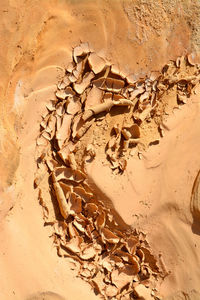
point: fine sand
(151, 193)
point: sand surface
(153, 194)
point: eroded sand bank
(153, 194)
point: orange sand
(153, 194)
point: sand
(152, 194)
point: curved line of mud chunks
(116, 262)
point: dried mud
(109, 135)
(95, 100)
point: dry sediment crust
(116, 261)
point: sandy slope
(153, 194)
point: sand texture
(99, 160)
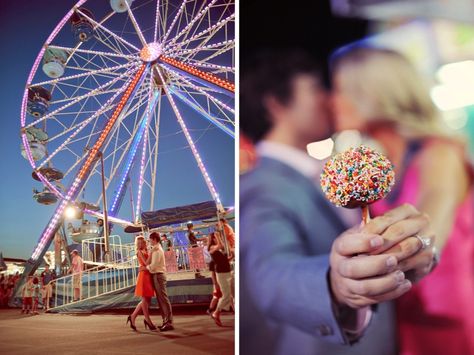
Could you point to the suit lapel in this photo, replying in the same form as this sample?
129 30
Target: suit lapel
323 205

───

Reproduce every line of the records above, requests included and pictures omitted, with each coordinate in the answers multiplied by 0.35 and rounded to a whole number, halves going up. Keep the numbers in the requests and their format samples as they are.

point: fine sand
(53, 68)
point: sand surface
(54, 68)
point: eroded sand bank
(54, 68)
point: orange sand
(54, 68)
point: sand
(53, 68)
point: curved line of mud chunks
(41, 92)
point: dried mud
(38, 47)
(33, 35)
point: dry sediment crust
(41, 91)
point: sandy slope
(54, 68)
point: sand texture
(35, 56)
Could you point to the suit lapel in this photo, replying in the same form as this sample?
129 30
Target: suit lapel
113 72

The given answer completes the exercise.